Как видно из Таблицы 1, сейчас в российской социологии работают представители семи поколений, и наше сообщество – высоко гетерогенно во многих отношениях. Задержимся на его возрастной стратификации.

Самые старшие родились через 10-12 лет после Октябрьской революции. Дедушки и бабушки некоторых из них были дворянами по происхождению или получили эти звания за заслуги перед страной. Родители ряда моих собеседников участвовали в Первой мировой и Гражданской войнах и с энтузиазмом строили новую жизнь. Некоторые социологи первого поколения воевали на фронтах Великой Отечественной войны, те, кто еще не достиг призывного возраста, ежедневно следили за ходом войны, теряли родных, с нетерпением ожидали Победу.

Самые младшие в седьмом поколении родились после развала СССР, и для них все, относящееся к 70-ти летнему его существованию, - история. Наши самые молодые коллеги родились почти через полвека после 9 мая 1945 года, и космические полеты для них – обыденность, значительной части населения страны не интересная. Старшие – застали время появления «голубого экрана» в домах, когда «на телевизор» ходили в гости или к соседям по коммунальной квартире, младшие – по окончании школы не могли представить себе жизнь без Интернета.

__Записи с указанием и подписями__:
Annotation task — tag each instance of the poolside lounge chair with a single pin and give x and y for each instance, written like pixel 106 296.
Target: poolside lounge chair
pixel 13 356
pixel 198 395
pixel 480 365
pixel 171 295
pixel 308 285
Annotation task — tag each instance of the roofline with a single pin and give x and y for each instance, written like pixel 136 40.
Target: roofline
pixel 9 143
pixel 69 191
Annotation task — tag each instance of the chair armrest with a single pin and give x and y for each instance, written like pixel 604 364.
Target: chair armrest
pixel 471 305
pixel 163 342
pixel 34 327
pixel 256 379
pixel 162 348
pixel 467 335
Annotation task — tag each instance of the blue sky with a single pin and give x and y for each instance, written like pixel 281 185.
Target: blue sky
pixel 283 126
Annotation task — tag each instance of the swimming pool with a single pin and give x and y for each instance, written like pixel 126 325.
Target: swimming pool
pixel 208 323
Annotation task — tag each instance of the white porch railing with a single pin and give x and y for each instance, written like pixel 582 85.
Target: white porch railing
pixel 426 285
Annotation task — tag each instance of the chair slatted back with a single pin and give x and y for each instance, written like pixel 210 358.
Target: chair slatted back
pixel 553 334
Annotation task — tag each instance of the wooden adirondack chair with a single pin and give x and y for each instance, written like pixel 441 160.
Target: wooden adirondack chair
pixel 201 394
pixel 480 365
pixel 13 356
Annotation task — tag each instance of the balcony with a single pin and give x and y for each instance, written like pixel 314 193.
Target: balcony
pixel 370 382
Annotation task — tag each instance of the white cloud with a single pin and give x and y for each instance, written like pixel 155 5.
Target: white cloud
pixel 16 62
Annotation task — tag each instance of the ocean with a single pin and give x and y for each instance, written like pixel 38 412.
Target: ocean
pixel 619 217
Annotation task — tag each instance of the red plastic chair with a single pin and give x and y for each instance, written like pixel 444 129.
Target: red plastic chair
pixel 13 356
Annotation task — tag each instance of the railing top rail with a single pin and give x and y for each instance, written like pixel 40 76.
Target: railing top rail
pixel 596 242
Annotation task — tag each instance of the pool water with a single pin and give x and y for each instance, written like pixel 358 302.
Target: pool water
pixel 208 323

__ЗАДАНИЯ__:
1/ Ответьте по фрагменту о поколениях российских социологов:
(a) Сколько поколений сейчас работают в российской социологии?
(b) Через сколько лет после Октябрьской революции родились самые старшие из них?
(c) Без чего младшие по окончании школы не могли представить себе жизнь?
2/ Перепишите в виде списка абзац фрагмента о поколениях российских социологов, начинающийся словами «Самые старшие родились», сохранив основные факты.
3/ Продолжите фрагмент о поколениях российских социологов, начиная после его последнего предложения.

__РЕЗУЛЬТАТЫ ЗАДАНИЙ__:
1/
(a) Семь.
(b) Через 10–12 лет.
(c) Без Интернета.

2/
- Самые старшие родились через 10–12 лет после Октябрьской революции.
- Дедушки и бабушки некоторых из них были дворянами по происхождению или получили эти звания за заслуги перед страной.
- Родители ряда собеседников участвовали в Первой мировой и Гражданской войнах и с энтузиазмом строили новую жизнь.
- Некоторые социологи первого поколения воевали на фронтах Великой Отечественной войны.
- Не достигшие призывного возраста ежедневно следили за ходом войны, теряли родных и ждали Победу.

3/
Первые поколения «пробивали» право заниматься социологий, все были социологами-самоучками, жили и работали за «железным занавесом», материалы первых опросов обрабатывали вручную или на перфорационно-сортировочной технике. Представители седьмого поколения изучают социологию в российских университетах, в Англии, Германии, США, Франции, многие имеют или будут иметь научные степени от ведущих западных факультетов социологии и не могут представить свою жизнь, работу без персонального компьютера и изощренного специализированного софтвера.

К 2008 г. , хотя у меня было лишь одно интервью с социологом пятого поколения и не было бесед с представителями следующих когорт, я рассказывал в интервью В.А. Ядову: «Заявило о себе пятое поколение (1959–1970), чьи годы рождения группируются вокруг временной отметки 1964–1965; многие из них уже отпраздновали свое сорокалетие. Думаю, что это люди принципиально иных воззрений на мир, на прошлое СССР/России, на историю советской/российской социологии, чем все предыдущие поколения. Их двадцатилетие пришлось на начало перестройки. Совсем сложно говорить о шестом и только зарождающемся седьмом поколениях. Годы рождения первого приходятся на интервал с 1971 по 1982 годы (то есть многим уже за тридцать), вторые – в буквальном смысле “дети перестройки”; старшие из этой возрастной когорты уже профессионально определились, а самые младшие (родившиеся в начале 1990-х) – на пороге выбора профессии. Ясно одно: жизненный опыт и ощущение мира, с которыми они входят в жизнь, принципиально иные, чем то понимание жизни и своего места в ней, с которым начинало социологию твое поколение» [4, с.65].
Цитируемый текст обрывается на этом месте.